Job: Copy out every line of the records below word for word, and leave the pictures out of your answer.

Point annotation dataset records
====================

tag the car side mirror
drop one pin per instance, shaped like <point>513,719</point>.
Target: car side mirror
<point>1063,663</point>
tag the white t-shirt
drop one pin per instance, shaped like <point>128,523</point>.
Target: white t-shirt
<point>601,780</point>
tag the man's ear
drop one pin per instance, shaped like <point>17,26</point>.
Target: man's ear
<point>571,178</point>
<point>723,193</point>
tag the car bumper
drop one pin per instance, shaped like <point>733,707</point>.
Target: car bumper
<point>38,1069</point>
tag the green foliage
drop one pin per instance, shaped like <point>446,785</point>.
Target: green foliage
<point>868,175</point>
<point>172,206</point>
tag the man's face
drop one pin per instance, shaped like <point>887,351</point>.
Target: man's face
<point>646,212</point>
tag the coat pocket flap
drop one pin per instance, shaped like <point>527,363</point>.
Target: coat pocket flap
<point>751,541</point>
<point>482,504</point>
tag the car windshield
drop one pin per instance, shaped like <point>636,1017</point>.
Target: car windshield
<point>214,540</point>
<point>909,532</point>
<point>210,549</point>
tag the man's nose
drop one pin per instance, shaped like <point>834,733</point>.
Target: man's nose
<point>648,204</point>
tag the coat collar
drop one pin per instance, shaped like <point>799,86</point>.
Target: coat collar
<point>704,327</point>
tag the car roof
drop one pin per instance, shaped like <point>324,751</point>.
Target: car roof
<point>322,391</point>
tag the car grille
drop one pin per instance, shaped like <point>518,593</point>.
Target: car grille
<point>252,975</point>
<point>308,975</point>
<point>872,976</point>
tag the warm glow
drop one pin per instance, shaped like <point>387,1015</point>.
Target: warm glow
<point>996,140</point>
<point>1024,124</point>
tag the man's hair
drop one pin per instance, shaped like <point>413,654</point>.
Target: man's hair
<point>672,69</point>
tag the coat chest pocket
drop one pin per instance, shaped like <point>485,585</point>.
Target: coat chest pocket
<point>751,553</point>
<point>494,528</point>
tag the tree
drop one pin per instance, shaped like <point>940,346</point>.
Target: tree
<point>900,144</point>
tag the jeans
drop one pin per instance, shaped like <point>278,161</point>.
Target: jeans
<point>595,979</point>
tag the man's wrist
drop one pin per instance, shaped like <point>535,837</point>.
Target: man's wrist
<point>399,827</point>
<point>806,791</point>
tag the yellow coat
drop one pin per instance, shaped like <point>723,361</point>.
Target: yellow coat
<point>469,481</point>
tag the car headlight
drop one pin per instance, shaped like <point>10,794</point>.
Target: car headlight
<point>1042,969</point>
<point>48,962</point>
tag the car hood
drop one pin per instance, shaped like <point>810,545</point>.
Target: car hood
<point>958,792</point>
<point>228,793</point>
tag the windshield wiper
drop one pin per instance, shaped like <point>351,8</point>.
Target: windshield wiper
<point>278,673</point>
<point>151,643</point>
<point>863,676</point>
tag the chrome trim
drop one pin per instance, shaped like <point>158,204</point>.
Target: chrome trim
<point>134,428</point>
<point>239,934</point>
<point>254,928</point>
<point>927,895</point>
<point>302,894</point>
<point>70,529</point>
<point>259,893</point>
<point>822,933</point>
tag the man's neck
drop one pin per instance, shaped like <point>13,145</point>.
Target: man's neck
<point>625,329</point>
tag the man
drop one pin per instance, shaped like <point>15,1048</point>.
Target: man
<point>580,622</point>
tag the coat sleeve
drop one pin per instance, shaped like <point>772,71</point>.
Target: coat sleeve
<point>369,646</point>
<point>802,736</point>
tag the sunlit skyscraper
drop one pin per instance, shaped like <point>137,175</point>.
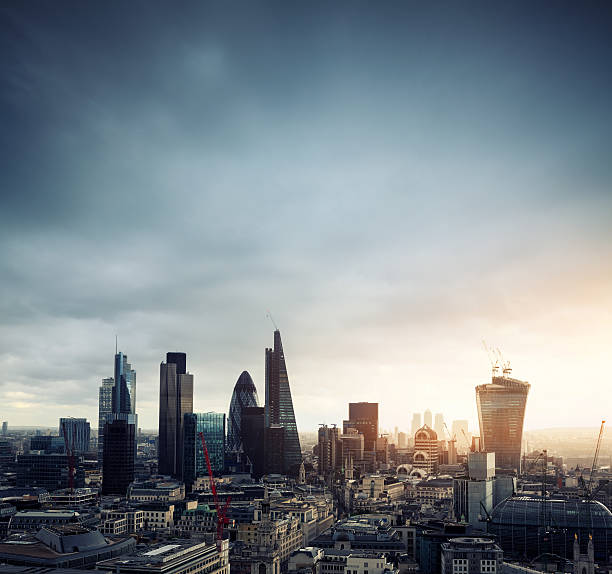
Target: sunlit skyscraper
<point>501,411</point>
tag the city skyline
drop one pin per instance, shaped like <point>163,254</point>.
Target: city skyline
<point>394,183</point>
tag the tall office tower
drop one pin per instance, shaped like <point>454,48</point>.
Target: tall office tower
<point>120,431</point>
<point>330,450</point>
<point>501,411</point>
<point>352,446</point>
<point>105,408</point>
<point>212,426</point>
<point>252,427</point>
<point>244,395</point>
<point>460,430</point>
<point>77,432</point>
<point>426,455</point>
<point>364,418</point>
<point>175,400</point>
<point>416,423</point>
<point>279,406</point>
<point>402,440</point>
<point>439,425</point>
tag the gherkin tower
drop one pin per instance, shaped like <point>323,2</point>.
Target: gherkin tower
<point>244,395</point>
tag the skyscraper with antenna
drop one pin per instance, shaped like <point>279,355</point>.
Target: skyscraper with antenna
<point>279,407</point>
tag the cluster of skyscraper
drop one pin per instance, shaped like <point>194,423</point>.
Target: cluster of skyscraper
<point>257,439</point>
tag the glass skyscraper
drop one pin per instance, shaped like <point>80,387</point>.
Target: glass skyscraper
<point>501,411</point>
<point>78,433</point>
<point>119,452</point>
<point>244,395</point>
<point>105,408</point>
<point>175,400</point>
<point>212,426</point>
<point>279,406</point>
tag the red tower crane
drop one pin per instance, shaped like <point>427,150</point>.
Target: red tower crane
<point>69,456</point>
<point>222,519</point>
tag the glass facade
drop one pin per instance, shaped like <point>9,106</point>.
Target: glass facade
<point>279,405</point>
<point>212,425</point>
<point>105,408</point>
<point>175,400</point>
<point>245,395</point>
<point>527,526</point>
<point>78,433</point>
<point>501,410</point>
<point>124,396</point>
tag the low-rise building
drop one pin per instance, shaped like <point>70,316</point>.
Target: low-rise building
<point>155,491</point>
<point>176,557</point>
<point>471,556</point>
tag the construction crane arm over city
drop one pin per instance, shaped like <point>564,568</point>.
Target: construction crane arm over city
<point>222,519</point>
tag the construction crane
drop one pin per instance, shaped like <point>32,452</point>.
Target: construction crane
<point>589,487</point>
<point>69,456</point>
<point>492,359</point>
<point>222,519</point>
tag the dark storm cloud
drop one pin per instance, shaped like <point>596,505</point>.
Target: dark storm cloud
<point>382,176</point>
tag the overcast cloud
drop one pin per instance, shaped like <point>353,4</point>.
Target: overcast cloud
<point>394,181</point>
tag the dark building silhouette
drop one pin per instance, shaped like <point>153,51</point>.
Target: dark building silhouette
<point>212,426</point>
<point>119,440</point>
<point>47,470</point>
<point>253,429</point>
<point>501,411</point>
<point>120,431</point>
<point>364,418</point>
<point>279,407</point>
<point>175,400</point>
<point>274,449</point>
<point>78,432</point>
<point>244,395</point>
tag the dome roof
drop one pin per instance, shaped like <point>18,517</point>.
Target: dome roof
<point>527,511</point>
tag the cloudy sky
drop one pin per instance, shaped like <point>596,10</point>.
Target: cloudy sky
<point>395,181</point>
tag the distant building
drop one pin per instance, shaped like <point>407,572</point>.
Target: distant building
<point>212,426</point>
<point>330,450</point>
<point>501,411</point>
<point>438,425</point>
<point>49,471</point>
<point>253,432</point>
<point>416,423</point>
<point>175,400</point>
<point>527,526</point>
<point>244,396</point>
<point>426,454</point>
<point>471,555</point>
<point>364,418</point>
<point>105,408</point>
<point>279,406</point>
<point>78,433</point>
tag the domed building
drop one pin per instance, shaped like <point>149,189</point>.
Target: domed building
<point>426,450</point>
<point>527,527</point>
<point>244,395</point>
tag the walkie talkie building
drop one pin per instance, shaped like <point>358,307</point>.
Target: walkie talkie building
<point>501,411</point>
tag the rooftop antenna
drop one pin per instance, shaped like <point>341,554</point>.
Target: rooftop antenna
<point>269,315</point>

====================

Exercise output:
tag the car side mirror
drop one pin per instance, shaped like <point>513,719</point>.
Target: car side mirror
<point>1063,663</point>
tag the white t-shirt
drop one pin per instance, shaped like <point>128,523</point>.
Target: white t-shirt
<point>601,780</point>
tag the man's ear
drop one pin per instance, shaped like <point>17,26</point>.
Target: man's ear
<point>571,178</point>
<point>723,193</point>
tag the car bumper
drop one pin per instance, shaped like <point>733,707</point>.
Target: car bumper
<point>38,1069</point>
tag the green foliage
drop one pin per instance, shaped like <point>446,785</point>.
Target: green foliage
<point>868,175</point>
<point>172,206</point>
tag the man's face
drop one pin per instance, shaped like <point>887,351</point>.
Target: man's face
<point>646,212</point>
tag the coat pocket flap
drop one pin per instance, shaped like <point>527,363</point>.
Target: coat pocket flap
<point>751,541</point>
<point>482,504</point>
tag the car windshield
drop one pin per instance, shaped like <point>636,1017</point>.
Target: car windshield
<point>214,540</point>
<point>909,532</point>
<point>210,549</point>
tag the man's nose
drop one pin per instance, shaped like <point>834,733</point>.
Target: man's nose
<point>648,204</point>
tag the coat collar
drop one pin per instance, shaped like <point>799,86</point>.
Target: coat collar
<point>704,327</point>
tag the car roof
drop one pin per instance, shaped like <point>324,751</point>.
Target: car roof
<point>322,391</point>
tag the car grille
drop one pin per instance, shaped like <point>518,593</point>.
Target: car grille
<point>252,975</point>
<point>308,975</point>
<point>872,976</point>
tag the warm glow
drop one pin per instance, shaped like <point>387,1015</point>.
Target: warm glow
<point>996,140</point>
<point>1024,124</point>
tag the man's hair
drop one pin per instance, shaped like <point>413,654</point>.
Target: man's hair
<point>672,69</point>
tag the coat chest pocket
drop one pin per instance, shaped like <point>485,585</point>.
Target: coat chest pocket
<point>751,553</point>
<point>494,528</point>
tag the tree
drop one pin per instance, shaped like <point>940,346</point>.
Target: tree
<point>900,144</point>
tag the jeans
drop one pin per instance, shaped like <point>278,161</point>.
Target: jeans
<point>595,979</point>
tag the man's wrist
drop one pin per instance, shaped like <point>535,837</point>.
Target: man's wrist
<point>399,827</point>
<point>806,791</point>
tag the yellow coat
drop one pin per instance, shaped like <point>723,361</point>.
Target: yellow coat
<point>469,481</point>
tag the car headlight
drop one pin per instance, shaped like <point>10,794</point>.
Target: car headlight
<point>1042,969</point>
<point>48,962</point>
tag the car hood
drop one pin per instance, shaped like <point>810,545</point>.
Target: car hood
<point>958,792</point>
<point>228,793</point>
tag the windshield wiper
drop one pin per instance, shaped like <point>351,8</point>.
Target: windshield wiper
<point>278,673</point>
<point>151,643</point>
<point>863,676</point>
tag the chrome trim
drop one pin per instance, shaped like <point>158,204</point>.
Target: chrome trim
<point>134,428</point>
<point>239,934</point>
<point>254,928</point>
<point>927,895</point>
<point>302,894</point>
<point>70,529</point>
<point>259,893</point>
<point>822,933</point>
tag the man's neck
drop one pin per instance, shaped like <point>13,145</point>.
Target: man's neck
<point>625,329</point>
tag the man
drop one pin per instance, shaped like <point>15,1048</point>.
Target: man
<point>580,622</point>
tag the coat sleeve
drop one pin per instance, shaped like <point>772,71</point>.
Target: coat sleeve
<point>369,646</point>
<point>802,736</point>
tag the sunlit skyscraper
drop one pin per instance, shaped like <point>137,175</point>.
Target: sunlit skyscraper
<point>501,411</point>
tag the city skyline
drop one pin per instance, shaped like <point>163,254</point>.
Target: city skyline
<point>394,183</point>
tag the tall office tower
drop one pin per instance, shaped like <point>454,48</point>.
Target: tall office tower
<point>120,431</point>
<point>330,450</point>
<point>501,411</point>
<point>352,446</point>
<point>105,408</point>
<point>212,426</point>
<point>252,427</point>
<point>244,395</point>
<point>460,430</point>
<point>77,432</point>
<point>426,455</point>
<point>364,418</point>
<point>175,400</point>
<point>416,423</point>
<point>279,406</point>
<point>402,440</point>
<point>439,425</point>
tag the gherkin tower
drop one pin per instance, shaped like <point>323,2</point>.
Target: gherkin tower
<point>244,395</point>
tag the skyscraper with antenna
drop one pin per instance, shaped like <point>279,355</point>.
Target: skyscraper with antenna
<point>279,407</point>
tag the cluster of skyscraper
drop one pin per instance, shaped like <point>194,423</point>.
Target: cluster of skyscraper
<point>257,439</point>
tag the glass skyscraper
drop one pin per instance, shaped like <point>80,387</point>.
Target: glass skyscraper
<point>501,411</point>
<point>78,433</point>
<point>119,452</point>
<point>244,395</point>
<point>105,408</point>
<point>175,400</point>
<point>212,426</point>
<point>279,406</point>
tag the red tower crane
drop one pin per instance, shaped like <point>427,150</point>.
Target: red tower crane
<point>69,456</point>
<point>222,519</point>
tag the glass facade
drop one pin per instance, shaped like <point>9,106</point>.
Target: glass facade
<point>279,405</point>
<point>212,425</point>
<point>105,408</point>
<point>175,400</point>
<point>245,395</point>
<point>527,526</point>
<point>78,433</point>
<point>501,410</point>
<point>124,396</point>
tag the low-rise building
drop one pin per instance, shaped like <point>70,316</point>.
Target: low-rise building
<point>155,491</point>
<point>176,557</point>
<point>471,556</point>
tag the construction crane arm over city
drop one pin per instance, shaped like <point>564,568</point>.
Target: construction crane arm over city
<point>222,519</point>
tag the construction crane
drop one pin per instance, shaped like <point>32,452</point>.
Target: construction crane
<point>589,487</point>
<point>69,456</point>
<point>492,359</point>
<point>222,519</point>
tag the dark storm cloud
drop one pin per instance, shaped like <point>596,505</point>.
Target: dark storm cloud
<point>382,176</point>
tag the overcast cloud
drop one pin per instance, shaped like <point>353,4</point>.
Target: overcast cloud
<point>394,181</point>
tag the dark building silhouette
drop one pin per instance, shaped like <point>153,51</point>.
Target: dark building silhouette
<point>212,426</point>
<point>119,440</point>
<point>47,470</point>
<point>253,429</point>
<point>501,411</point>
<point>120,431</point>
<point>364,418</point>
<point>279,407</point>
<point>175,400</point>
<point>274,449</point>
<point>78,432</point>
<point>244,395</point>
tag the dome roof
drop one pin per instance, shaped like <point>18,517</point>.
Target: dome roof
<point>527,511</point>
tag the cloudy sky
drop one pin per instance, shaped like <point>596,10</point>.
Target: cloudy sky
<point>395,181</point>
tag the distant building
drop one pin per instance, shaped like <point>407,572</point>.
Target: distant building
<point>212,426</point>
<point>330,450</point>
<point>501,411</point>
<point>438,425</point>
<point>49,471</point>
<point>253,432</point>
<point>416,423</point>
<point>175,400</point>
<point>527,526</point>
<point>244,396</point>
<point>426,454</point>
<point>471,555</point>
<point>364,418</point>
<point>105,408</point>
<point>279,406</point>
<point>78,433</point>
tag the domed building
drop one pin per instance, shaped like <point>149,189</point>.
Target: domed building
<point>426,450</point>
<point>527,527</point>
<point>244,395</point>
tag the walkie talkie building
drop one pin per instance, shaped like <point>358,307</point>.
Target: walkie talkie building
<point>501,411</point>
tag the rooftop antenna
drop one pin per instance, shaped like <point>341,554</point>.
Target: rooftop antenna
<point>269,315</point>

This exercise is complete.